WORK TASK: Why does the Alison Woollard biography list Hertford College, Oxford among her workplaces?

SELECTED PASSAGE:
§
- Born: Alison Claire S. Woollard^{[citation needed]} 1968 (age 57–58) ^{[citation needed]} Kingston-upon-Thames, Surrey, England
- Education: Birkbeck College, London University of Oxford
- Scientific career
- Workplaces: University College, London; Birkbeck College, London; Hertford College, Oxford; MRC Laboratory of Molecular Biology;
- Thesis: Cell cycle control in fission yeast (1995)
- Doctoral advisor: Paul Nurse
- Website: https://www.bioch.ox.ac.uk/aspsite/index.asp?pageid=606

= Alison Woollard =

British scientist

Alison Woollard (born 1968) is a British biologist. She is a lecturer in the Department of Biochemistry at the University of Oxford where she is also a Fellow of Hertford College, Oxford.

== Early life and education ==
Woollard was born in 1968 in Kingston-upon-Thames.

Woollard was educated at University of London, gaining her undergraduate degree in Biological Sciences in 1991 and gained her Doctor of Philosophy degree at the University of Oxford on fission yeast supervised by Paul Nurse in 1995.

==Academic career==
Woollard moved to the Laboratory of Molecular Biology in Cambridge in 1995.
Her research focuses on developmental biology of the nematode model organism Caenorhabditis elegans particularly RUNX genes.

She is currently the Academic Champion for Public Engagement with Research at the University of Oxford, a post which she has held since 2017.

==Awards and honours==
In 2013 Woollard presented the Royal Institution Christmas Lectures. She has also been interviewed on the BBC radio programme The Life Scientific.
§
EXTRACTED RECORDS:
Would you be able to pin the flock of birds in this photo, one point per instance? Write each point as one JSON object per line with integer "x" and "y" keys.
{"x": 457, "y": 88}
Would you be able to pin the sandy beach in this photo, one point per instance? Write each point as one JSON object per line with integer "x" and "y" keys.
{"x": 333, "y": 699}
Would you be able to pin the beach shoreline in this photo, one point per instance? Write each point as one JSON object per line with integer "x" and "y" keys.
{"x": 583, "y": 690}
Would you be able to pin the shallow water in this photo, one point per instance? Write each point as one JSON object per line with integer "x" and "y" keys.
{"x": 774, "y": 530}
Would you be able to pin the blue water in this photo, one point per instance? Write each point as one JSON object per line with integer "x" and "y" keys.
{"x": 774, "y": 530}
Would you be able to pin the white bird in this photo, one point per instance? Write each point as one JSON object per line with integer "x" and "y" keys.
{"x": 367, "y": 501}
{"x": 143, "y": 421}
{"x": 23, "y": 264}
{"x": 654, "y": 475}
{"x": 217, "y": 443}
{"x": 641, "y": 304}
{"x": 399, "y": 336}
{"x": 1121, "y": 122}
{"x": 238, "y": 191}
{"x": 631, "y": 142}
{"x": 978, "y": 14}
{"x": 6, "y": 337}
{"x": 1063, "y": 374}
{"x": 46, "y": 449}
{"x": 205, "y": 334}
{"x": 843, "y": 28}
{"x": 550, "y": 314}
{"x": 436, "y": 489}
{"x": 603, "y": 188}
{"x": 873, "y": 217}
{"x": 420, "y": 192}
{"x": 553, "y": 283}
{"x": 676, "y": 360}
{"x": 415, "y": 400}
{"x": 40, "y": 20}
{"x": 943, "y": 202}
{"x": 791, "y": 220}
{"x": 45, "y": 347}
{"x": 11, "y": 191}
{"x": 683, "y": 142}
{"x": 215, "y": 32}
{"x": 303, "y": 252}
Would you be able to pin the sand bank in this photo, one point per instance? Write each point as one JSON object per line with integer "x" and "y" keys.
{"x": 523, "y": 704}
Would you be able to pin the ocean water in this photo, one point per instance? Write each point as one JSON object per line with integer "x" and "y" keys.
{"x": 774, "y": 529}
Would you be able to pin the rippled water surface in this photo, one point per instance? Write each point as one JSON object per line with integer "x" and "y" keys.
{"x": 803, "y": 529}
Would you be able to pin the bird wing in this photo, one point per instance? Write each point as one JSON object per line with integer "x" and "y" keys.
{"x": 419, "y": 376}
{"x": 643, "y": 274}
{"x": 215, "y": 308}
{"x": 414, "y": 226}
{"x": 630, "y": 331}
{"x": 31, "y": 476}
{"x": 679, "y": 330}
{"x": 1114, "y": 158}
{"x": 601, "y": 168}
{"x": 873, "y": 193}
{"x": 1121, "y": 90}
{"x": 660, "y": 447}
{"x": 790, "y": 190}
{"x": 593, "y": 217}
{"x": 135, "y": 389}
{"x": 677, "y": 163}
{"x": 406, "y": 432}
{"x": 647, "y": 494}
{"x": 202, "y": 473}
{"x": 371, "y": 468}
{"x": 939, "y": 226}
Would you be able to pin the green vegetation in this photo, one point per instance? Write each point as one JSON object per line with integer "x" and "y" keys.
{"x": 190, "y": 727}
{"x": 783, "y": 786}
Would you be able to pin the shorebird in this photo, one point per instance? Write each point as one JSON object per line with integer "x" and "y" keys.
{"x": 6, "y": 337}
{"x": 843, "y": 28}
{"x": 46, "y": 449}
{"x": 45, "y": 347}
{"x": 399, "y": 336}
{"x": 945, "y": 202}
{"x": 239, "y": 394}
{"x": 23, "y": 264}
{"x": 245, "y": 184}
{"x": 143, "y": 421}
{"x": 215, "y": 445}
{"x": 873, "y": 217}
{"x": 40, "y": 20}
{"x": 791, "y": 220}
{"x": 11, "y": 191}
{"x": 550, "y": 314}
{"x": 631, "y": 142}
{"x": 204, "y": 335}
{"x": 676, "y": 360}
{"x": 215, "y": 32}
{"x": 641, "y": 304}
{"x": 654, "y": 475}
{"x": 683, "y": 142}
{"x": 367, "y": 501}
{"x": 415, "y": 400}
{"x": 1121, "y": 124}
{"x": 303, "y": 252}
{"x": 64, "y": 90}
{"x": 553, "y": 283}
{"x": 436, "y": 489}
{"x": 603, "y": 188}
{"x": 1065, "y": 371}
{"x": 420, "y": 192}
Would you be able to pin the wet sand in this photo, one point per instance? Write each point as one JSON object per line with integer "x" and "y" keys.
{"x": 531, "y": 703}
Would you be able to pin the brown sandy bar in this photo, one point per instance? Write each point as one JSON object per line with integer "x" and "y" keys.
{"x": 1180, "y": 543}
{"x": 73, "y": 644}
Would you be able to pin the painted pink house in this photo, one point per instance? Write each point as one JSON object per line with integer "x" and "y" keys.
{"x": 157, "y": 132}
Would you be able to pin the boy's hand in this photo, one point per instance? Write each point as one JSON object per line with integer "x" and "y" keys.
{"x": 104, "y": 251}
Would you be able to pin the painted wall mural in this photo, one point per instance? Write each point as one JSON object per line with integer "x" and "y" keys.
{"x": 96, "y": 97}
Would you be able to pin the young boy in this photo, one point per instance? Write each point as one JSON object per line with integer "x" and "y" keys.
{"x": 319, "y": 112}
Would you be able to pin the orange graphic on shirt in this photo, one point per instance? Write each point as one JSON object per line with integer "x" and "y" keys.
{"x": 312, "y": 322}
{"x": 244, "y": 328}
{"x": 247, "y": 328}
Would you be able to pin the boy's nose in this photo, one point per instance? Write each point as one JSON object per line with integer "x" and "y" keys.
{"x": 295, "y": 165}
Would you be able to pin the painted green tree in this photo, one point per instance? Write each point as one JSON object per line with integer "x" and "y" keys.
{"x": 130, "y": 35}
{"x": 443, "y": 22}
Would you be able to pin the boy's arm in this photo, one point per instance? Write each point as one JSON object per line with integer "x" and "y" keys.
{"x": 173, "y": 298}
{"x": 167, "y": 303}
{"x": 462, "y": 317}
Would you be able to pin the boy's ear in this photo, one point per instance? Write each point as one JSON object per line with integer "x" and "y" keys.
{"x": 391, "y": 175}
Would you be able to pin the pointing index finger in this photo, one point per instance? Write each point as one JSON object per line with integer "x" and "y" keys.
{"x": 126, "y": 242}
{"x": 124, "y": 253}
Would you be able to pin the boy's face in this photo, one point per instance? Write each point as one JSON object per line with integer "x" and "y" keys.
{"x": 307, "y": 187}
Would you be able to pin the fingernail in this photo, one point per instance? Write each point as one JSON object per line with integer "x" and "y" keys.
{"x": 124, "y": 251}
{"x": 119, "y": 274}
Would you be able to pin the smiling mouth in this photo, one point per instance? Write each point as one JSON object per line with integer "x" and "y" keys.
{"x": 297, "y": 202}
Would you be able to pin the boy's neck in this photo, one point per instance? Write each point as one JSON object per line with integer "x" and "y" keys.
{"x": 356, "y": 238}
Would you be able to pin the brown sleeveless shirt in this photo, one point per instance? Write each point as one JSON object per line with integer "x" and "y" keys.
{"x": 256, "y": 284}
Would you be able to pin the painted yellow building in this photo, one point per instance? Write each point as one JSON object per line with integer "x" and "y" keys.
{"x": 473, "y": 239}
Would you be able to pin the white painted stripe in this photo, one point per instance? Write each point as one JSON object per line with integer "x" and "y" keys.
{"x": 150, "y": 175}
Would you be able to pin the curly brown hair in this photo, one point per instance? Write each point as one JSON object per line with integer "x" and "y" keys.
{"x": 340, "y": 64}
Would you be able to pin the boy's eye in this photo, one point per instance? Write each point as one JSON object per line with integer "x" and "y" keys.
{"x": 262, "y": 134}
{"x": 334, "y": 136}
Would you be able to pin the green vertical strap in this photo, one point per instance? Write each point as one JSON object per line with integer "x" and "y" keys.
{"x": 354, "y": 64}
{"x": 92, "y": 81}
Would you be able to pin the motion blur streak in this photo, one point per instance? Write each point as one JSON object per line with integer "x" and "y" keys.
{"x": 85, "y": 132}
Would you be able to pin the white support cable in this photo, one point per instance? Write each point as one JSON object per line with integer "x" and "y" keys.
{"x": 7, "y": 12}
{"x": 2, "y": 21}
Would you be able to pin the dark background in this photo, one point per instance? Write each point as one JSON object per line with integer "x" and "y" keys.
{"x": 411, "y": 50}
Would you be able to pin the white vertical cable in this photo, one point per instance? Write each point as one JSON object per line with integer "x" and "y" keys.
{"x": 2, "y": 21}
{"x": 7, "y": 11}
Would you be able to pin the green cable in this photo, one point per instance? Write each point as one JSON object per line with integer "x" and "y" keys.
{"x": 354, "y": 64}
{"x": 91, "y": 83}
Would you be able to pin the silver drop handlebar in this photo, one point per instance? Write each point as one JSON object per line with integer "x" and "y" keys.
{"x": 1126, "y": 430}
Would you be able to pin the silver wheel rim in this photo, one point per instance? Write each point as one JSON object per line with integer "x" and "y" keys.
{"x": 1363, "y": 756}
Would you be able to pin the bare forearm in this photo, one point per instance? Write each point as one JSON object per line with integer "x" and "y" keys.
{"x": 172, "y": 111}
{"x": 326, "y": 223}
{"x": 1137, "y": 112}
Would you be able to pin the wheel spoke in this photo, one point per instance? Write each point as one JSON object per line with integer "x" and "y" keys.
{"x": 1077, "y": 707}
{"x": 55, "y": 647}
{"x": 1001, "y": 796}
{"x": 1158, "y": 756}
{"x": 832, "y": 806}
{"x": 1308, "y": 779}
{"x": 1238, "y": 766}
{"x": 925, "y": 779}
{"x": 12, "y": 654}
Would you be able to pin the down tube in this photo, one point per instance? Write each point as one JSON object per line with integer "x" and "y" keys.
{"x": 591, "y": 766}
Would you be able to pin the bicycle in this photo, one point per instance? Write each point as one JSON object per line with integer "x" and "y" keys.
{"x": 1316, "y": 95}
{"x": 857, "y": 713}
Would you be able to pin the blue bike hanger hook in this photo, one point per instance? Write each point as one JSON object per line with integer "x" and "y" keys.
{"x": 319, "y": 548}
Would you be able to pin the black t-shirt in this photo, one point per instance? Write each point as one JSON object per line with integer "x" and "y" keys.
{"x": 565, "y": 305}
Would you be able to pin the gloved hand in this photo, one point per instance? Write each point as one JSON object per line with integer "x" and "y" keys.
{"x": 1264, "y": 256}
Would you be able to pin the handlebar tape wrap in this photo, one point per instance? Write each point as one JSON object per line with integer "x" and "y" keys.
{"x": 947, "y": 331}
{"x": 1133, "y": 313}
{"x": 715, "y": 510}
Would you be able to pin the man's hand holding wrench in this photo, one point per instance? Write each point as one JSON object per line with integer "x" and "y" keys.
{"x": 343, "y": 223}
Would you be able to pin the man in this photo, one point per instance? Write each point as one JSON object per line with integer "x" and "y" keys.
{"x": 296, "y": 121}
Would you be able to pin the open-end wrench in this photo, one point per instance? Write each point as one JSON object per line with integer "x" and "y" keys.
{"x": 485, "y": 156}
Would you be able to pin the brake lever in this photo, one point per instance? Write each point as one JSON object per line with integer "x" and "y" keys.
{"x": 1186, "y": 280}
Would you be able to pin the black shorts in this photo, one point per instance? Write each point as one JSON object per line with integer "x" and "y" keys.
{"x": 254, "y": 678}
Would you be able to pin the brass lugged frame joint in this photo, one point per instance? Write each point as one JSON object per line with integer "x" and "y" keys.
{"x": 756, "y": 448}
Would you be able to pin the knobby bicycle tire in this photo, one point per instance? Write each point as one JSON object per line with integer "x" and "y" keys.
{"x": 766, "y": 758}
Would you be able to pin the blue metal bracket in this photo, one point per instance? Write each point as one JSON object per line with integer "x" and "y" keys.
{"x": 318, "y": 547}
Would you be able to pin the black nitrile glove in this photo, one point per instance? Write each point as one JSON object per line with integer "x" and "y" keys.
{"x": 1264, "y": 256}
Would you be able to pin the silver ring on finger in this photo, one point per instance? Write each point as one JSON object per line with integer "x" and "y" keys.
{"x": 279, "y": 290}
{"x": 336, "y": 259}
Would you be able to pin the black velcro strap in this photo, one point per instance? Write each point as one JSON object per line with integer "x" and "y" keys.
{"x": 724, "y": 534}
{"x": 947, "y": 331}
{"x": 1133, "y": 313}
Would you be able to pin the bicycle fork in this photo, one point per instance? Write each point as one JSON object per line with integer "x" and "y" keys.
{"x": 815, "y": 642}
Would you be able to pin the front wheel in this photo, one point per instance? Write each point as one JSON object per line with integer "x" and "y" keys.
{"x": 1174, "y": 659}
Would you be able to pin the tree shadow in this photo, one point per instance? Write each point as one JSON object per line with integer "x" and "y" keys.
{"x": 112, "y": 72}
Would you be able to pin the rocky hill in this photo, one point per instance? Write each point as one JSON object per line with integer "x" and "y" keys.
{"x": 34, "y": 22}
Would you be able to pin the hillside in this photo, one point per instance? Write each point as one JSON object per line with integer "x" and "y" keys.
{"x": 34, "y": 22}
§
TASK SOLUTION: She is a Fellow of Hertford College, Oxford. She holds that fellowship alongside her post as a lecturer in the Department of Biochemistry at the University of Oxford.